• **REQUIRED ACTION 1**
Answer these questions from the article on the heart valve enzyme below:
(a) What share of the people who contract infective endocarditis does the infection kill?
(b) In which journal were the joint studies published?
(c) Which protein is required for attaching manganese to the enzyme?
• **REQUIRED ACTION 2**
Reproduce word for word the passage of the article on the heart valve enzyme below, starting with "Researchers identify key" and going on through "the School of Dentistry.".

• **EXTRACTED TEXT**
╭──
Researchers identify key enzyme found in bacteria responsible for heart valve disease

March 5, 2014
This image is an overview of manganese transport and role in providing nucleotide building blocks for DNA. The red, blue and brown shapes are components of the complex that transports manganese into the bacterial cell. NrdEF is the ribonucleotide reductase enzyme that creates the nucleotides and NrdI is the protein required for attaching manganese to the enzyme. Elimination of either NrdEF or NrdI completely prevented Streptococcus sanguinis from causing infective endocarditis. Credit: Todd Kitten, Ph.D.,/ VCU.

A disease-causing bacterium found in the mouth needs manganese, a trace mineral, in order to cause a serious heart infection, according to a preclinical study led by researchers at Virginia Commonwealth University Philips Institute for Oral Health Research in the School of Dentistry.

The findings, which may solve a longstanding mystery of why some need to cause disease, provide possible new targets for antibiotics.

Researchers from VCU and MIT have been studying the bacterium Streptococcus sanguinis, which lives in the mouth, to understand its role in infective endocarditis, a heart valve disease. The infection is hard to treat and can be deadly – killing more than 20 percent of the people who contract it.

Researchers have known for some time that several types of bacteria responsible for serious infections – including S. sanguinis – need more manganese than others to grow normally.

In joint studies published this week in the Journal of Biological Chemistry, researchers showed that an enzyme that provides the building blocks needed for making DNA requires manganese to do its job. When the VCU team eliminated that enzyme or a second protein that attaches the manganese to the enzyme, then the bacterium could no longer cause endocarditis, nor survive within the animal model. The MIT team carefully examined the activity of the purified enzymes and determined the function of each. The VCU-MIT study is the first of its kind to test the importance of these enzymes for causing any disease.

Understanding the importance of manganese in the cell has been key to learning the best way to target the bacterium and stop it from causing disease, according to corresponding author Todd Kitten, Ph.D., associate professor at the Phillips Institute for Oral Health Research at the VCU School of Dentistry.
╰──
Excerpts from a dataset
╭──
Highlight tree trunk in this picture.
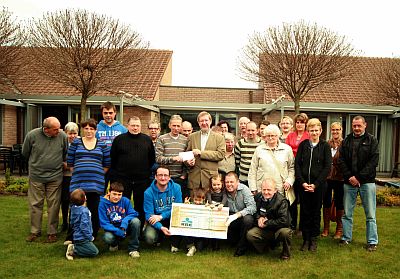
[80,94,87,122]
[293,97,300,114]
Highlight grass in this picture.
[0,196,400,278]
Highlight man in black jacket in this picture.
[339,116,379,252]
[247,178,292,260]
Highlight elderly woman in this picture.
[218,133,236,176]
[61,122,79,231]
[295,118,332,252]
[321,122,344,239]
[67,119,111,237]
[249,124,294,199]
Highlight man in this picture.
[156,115,189,198]
[143,166,196,257]
[96,102,128,147]
[237,116,250,140]
[339,116,379,252]
[187,111,225,191]
[147,121,160,148]
[181,121,193,138]
[235,121,263,186]
[247,178,292,260]
[22,117,68,243]
[110,116,155,224]
[225,172,256,257]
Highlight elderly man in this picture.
[187,111,225,190]
[110,116,155,224]
[156,115,189,199]
[225,172,256,257]
[22,117,68,243]
[339,116,379,252]
[247,178,292,260]
[181,121,193,138]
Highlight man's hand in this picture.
[283,182,292,191]
[192,148,201,156]
[349,176,361,187]
[161,227,171,236]
[257,217,268,229]
[225,213,240,227]
[148,215,162,225]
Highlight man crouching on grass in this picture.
[99,182,140,258]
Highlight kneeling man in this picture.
[247,178,292,260]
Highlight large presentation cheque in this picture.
[169,203,229,239]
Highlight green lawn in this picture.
[0,196,400,279]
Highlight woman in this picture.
[61,122,79,231]
[218,133,236,177]
[295,118,332,252]
[67,119,111,237]
[286,113,310,235]
[279,116,293,143]
[249,124,294,198]
[321,122,344,239]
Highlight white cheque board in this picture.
[169,203,229,239]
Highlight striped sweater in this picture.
[67,138,111,194]
[156,133,187,178]
[235,138,263,182]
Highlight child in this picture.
[206,174,228,251]
[65,189,99,261]
[99,182,140,258]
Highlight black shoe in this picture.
[300,240,310,251]
[233,248,246,257]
╰──
• **EXERCISE RESPONSE 1**
(a) More than 20 percent.
(b) The Journal of Biological Chemistry.
(c) NrdI.

• **EXERCISE RESPONSE 2**
Researchers identify key enzyme found in bacteria responsible for heart valve disease

March 5, 2014
This image is an overview of manganese transport and role in providing nucleotide building blocks for DNA. The red, blue and brown shapes are components of the complex that transports manganese into the bacterial cell. NrdEF is the ribonucleotide reductase enzyme that creates the nucleotides and NrdI is the protein required for attaching manganese to the enzyme. Elimination of either NrdEF or NrdI completely prevented Streptococcus sanguinis from causing infective endocarditis. Credit: Todd Kitten, Ph.D.,/ VCU.

A disease-causing bacterium found in the mouth needs manganese, a trace mineral, in order to cause a serious heart infection, according to a preclinical study led by researchers at Virginia Commonwealth University Philips Institute for Oral Health Research in the School of Dentistry.